**Votre consigne**
Réécrivez le passage du texte sur les Oméga-3 et le cholestérol en commençant par "Oméga-3, produits enrichis" et en allant jusqu'à "le cholestérol ?", en remplaçant "cholestérol" par "taux de triglycérides".

Oméga-3, produits enrichis en phytostérols… Les complémentaires alimentaires sont-ils vraiment bénéfiques pour la santé, et en particulier pour protéger du cholestérol et des risques cardio-vasculaires. Les réponses du Pr Philippe Moulin, chef de service endocrinologie et diabétologie au sein de l’hôpital Louis Pradel, à Lyon.
On parle beaucoup des Oméga-3 qui seraient formidables pour la santé : leur action est-elle vraiment importante sur le cholestérol ?

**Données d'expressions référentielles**
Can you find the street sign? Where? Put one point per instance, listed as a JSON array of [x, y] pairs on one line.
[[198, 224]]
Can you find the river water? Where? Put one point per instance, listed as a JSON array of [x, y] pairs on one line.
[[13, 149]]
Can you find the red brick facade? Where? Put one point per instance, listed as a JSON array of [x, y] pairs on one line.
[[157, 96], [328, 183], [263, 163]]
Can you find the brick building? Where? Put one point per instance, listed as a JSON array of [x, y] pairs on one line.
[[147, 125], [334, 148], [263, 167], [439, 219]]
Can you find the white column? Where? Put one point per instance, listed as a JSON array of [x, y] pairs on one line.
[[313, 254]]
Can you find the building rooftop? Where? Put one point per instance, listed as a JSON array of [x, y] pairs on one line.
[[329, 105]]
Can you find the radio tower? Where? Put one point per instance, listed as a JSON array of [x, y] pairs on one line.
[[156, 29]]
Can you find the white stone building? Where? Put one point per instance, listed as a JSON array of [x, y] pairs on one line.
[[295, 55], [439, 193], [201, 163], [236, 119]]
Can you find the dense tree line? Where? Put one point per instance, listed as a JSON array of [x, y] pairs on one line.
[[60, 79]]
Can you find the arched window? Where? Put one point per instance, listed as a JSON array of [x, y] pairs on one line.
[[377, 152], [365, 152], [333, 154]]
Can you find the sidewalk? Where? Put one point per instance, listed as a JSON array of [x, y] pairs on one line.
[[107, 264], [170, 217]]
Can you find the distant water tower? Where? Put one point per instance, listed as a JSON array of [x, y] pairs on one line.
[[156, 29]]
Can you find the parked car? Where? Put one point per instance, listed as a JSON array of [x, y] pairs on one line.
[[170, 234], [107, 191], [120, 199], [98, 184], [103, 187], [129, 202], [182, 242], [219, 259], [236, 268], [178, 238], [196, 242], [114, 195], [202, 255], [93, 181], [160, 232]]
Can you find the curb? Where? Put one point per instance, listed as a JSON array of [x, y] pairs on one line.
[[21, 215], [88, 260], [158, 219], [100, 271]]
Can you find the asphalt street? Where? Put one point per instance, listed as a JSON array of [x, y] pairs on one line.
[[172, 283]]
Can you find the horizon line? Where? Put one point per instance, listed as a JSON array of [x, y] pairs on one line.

**Réponse**
Oméga-3, produits enrichis en phytostérols… Les complémentaires alimentaires sont-ils vraiment bénéfiques pour la santé, et en particulier pour protéger du taux de triglycérides et des risques cardio-vasculaires. Les réponses du Pr Philippe Moulin, chef de service endocrinologie et diabétologie au sein de l’hôpital Louis Pradel, à Lyon.
On parle beaucoup des Oméga-3 qui seraient formidables pour la santé : leur action est-elle vraiment importante sur le taux de triglycérides ?